# Start of Data for the task

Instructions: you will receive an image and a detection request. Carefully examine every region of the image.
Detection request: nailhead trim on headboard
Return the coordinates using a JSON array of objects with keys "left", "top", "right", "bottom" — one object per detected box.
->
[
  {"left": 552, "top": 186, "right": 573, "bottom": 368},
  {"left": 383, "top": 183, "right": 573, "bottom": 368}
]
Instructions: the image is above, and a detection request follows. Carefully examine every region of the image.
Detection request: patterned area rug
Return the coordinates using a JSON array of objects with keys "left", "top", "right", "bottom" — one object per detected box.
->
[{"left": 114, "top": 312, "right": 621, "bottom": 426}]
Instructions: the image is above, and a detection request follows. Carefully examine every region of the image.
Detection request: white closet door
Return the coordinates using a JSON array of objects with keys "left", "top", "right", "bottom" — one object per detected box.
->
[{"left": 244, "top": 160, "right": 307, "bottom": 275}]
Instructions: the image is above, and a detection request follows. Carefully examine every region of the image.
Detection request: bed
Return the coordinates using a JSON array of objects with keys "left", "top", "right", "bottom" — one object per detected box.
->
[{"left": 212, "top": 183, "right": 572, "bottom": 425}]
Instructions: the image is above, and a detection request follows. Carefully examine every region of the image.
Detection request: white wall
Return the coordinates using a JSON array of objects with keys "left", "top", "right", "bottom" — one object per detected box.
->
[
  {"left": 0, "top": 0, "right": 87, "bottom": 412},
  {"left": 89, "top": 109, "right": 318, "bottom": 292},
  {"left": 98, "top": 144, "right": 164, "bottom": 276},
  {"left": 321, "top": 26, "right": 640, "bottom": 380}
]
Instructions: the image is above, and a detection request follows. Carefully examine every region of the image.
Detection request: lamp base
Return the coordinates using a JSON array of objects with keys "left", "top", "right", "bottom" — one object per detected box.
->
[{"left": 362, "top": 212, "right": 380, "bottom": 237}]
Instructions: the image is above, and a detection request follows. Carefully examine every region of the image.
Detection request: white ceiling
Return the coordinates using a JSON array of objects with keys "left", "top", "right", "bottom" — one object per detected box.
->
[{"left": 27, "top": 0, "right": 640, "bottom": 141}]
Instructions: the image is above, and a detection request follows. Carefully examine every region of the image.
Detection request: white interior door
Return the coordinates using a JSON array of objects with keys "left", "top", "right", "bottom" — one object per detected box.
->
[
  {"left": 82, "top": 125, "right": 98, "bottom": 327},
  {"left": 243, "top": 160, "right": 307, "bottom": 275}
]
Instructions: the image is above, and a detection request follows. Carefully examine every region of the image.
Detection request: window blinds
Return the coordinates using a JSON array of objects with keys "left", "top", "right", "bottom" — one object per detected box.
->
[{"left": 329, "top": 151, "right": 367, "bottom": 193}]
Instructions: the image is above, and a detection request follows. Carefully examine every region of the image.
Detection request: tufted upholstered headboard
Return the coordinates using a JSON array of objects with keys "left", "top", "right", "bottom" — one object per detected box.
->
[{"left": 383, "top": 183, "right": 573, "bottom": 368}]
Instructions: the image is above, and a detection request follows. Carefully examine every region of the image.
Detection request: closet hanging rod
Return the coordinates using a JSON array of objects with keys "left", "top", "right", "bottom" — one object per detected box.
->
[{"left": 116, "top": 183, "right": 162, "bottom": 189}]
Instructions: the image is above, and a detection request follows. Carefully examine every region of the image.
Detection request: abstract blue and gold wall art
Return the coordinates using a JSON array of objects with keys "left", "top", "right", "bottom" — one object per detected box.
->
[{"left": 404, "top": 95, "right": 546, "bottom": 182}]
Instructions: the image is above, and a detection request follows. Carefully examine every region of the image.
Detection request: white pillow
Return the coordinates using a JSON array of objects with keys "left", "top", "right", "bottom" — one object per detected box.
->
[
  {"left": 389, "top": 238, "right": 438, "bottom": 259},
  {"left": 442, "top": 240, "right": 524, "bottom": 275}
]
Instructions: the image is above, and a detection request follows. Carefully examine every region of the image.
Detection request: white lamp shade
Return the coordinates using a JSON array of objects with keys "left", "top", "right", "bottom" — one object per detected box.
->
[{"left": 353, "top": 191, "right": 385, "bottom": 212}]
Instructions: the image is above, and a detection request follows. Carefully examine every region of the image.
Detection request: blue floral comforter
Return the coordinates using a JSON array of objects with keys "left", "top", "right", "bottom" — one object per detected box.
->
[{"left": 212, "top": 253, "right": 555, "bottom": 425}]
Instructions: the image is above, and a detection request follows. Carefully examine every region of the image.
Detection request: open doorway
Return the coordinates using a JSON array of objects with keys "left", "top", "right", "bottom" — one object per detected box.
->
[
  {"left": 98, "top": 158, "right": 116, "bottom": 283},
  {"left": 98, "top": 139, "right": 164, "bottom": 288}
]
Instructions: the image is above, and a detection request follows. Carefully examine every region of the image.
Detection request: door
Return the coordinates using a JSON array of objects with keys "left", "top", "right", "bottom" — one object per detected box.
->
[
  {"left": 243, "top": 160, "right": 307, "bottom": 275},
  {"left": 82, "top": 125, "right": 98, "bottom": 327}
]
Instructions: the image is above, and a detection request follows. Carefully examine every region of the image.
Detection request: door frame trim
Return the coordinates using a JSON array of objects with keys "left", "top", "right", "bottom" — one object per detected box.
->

# End of Data for the task

→ What to produce
Count the lines in the entries above that contain the string "lamp". Reply with the number alone.

→ Exercise output
2